╔══

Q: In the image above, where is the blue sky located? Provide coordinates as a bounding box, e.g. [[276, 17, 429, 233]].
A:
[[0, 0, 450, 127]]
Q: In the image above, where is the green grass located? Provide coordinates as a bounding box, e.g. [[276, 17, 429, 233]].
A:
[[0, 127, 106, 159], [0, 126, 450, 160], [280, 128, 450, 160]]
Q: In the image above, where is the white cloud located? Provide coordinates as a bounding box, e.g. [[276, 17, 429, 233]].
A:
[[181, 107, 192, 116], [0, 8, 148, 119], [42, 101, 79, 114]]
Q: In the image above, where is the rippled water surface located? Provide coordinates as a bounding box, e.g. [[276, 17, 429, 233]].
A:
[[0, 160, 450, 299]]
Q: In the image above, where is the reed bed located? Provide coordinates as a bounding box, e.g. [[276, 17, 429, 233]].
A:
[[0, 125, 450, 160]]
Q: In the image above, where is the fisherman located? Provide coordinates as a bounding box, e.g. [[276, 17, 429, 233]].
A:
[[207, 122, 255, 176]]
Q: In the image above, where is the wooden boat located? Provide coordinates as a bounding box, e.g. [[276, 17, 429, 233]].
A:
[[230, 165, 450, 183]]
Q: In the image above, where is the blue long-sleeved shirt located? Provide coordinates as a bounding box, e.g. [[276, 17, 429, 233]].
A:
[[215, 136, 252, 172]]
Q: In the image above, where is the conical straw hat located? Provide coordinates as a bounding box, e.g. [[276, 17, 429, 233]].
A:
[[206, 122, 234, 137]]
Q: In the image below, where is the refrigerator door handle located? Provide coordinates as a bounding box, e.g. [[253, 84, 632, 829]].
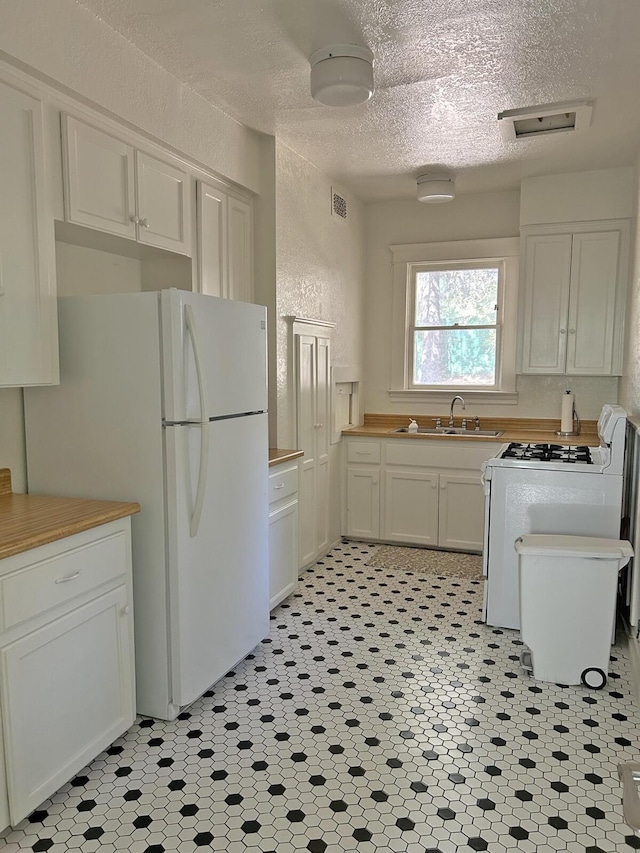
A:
[[189, 423, 209, 538], [184, 304, 209, 423], [184, 304, 209, 538]]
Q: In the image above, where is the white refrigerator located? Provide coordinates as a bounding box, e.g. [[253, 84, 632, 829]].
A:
[[25, 289, 269, 719]]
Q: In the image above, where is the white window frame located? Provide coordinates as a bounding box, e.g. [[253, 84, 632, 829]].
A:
[[405, 258, 504, 392], [389, 237, 520, 404]]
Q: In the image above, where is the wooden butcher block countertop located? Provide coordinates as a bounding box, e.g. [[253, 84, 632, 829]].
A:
[[269, 447, 304, 468], [0, 468, 140, 559], [342, 410, 600, 447]]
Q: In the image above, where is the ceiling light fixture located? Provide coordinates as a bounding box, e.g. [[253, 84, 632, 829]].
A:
[[309, 44, 373, 107], [418, 174, 456, 204]]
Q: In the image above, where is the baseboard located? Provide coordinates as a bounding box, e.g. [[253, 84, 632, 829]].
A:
[[298, 536, 342, 577]]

╚══

Instructions to follow: Quote all of the rows above word for word, leaving out the pictures.

Answer for the task:
Q: In the image above, where is the blue sky located? Provide coordinates as a bounding box, e.g. [[276, 17, 429, 233]].
A:
[[0, 0, 450, 127]]
Q: In the image above, where is the green grass located? Provide coordinates as a bounding box, e.g. [[276, 17, 429, 233]].
A:
[[0, 127, 106, 159], [0, 126, 450, 160], [280, 128, 450, 160]]
Q: In the image above, where is the white cloud located? Provide coordinates as a bounding box, e.g. [[276, 17, 429, 233]].
A:
[[181, 107, 192, 116], [0, 8, 148, 119], [42, 101, 79, 114]]
Q: In the image above, where is the rippled water surface located? Provide coordinates as a bounding box, e.g. [[276, 17, 429, 233]].
A:
[[0, 160, 450, 299]]
Q: In the image above, where is the reed bed located? Provide coordinates as a bounding box, e.g. [[276, 17, 429, 233]].
A:
[[0, 125, 450, 160]]
Q: In the image above, where is the fisherman located? Provide coordinates as a bounding box, e.g. [[276, 17, 429, 233]].
A:
[[207, 122, 255, 176]]
Q: In the image above, where is the wooden boat located? Provide coordinates as a bounding box, e.g. [[276, 17, 429, 233]].
A:
[[230, 165, 450, 183]]
Q: In the image above, where is the blue long-sleeved shirt located? Provide coordinates as a bounding box, e.g. [[276, 17, 429, 233]].
A:
[[215, 136, 252, 172]]
Q: In the image above, where is the conical straw hat located? Provide coordinates as a bounding box, e.g. [[276, 17, 429, 233]].
A:
[[206, 122, 234, 137]]
Q: In the image below, where is the refrigerator door handle located? Provide coordinates as a bounding box, e.g. [[253, 84, 632, 829]].
A:
[[189, 423, 209, 538], [184, 304, 209, 423], [184, 304, 209, 538]]
Q: In the image above, where is the white refrigerator located? Provide coordinates as a bounding box, e.g. [[253, 84, 632, 829]].
A:
[[25, 289, 269, 719]]
Q: In the image above, where is the white window frame located? Provide coordinates as a bounding box, e.g. [[253, 84, 632, 829]].
A:
[[405, 258, 504, 392], [389, 237, 520, 404]]
Q: In the image above, where is the wooden butcher block countertop located? Provide coordinates as a bounding box, e.g. [[253, 84, 632, 829]].
A:
[[269, 447, 304, 468], [0, 468, 140, 559], [342, 410, 600, 447]]
Q: In the image above, where is the ceiling light fixture located? Provide coordinates as a bounding box, e.g. [[253, 84, 632, 829]].
A:
[[309, 44, 373, 107], [418, 174, 456, 204]]
Q: In the image above, where is the baseboard located? Provide coordinates as a bounding box, e.g. [[253, 84, 632, 829]].
A:
[[298, 536, 342, 577]]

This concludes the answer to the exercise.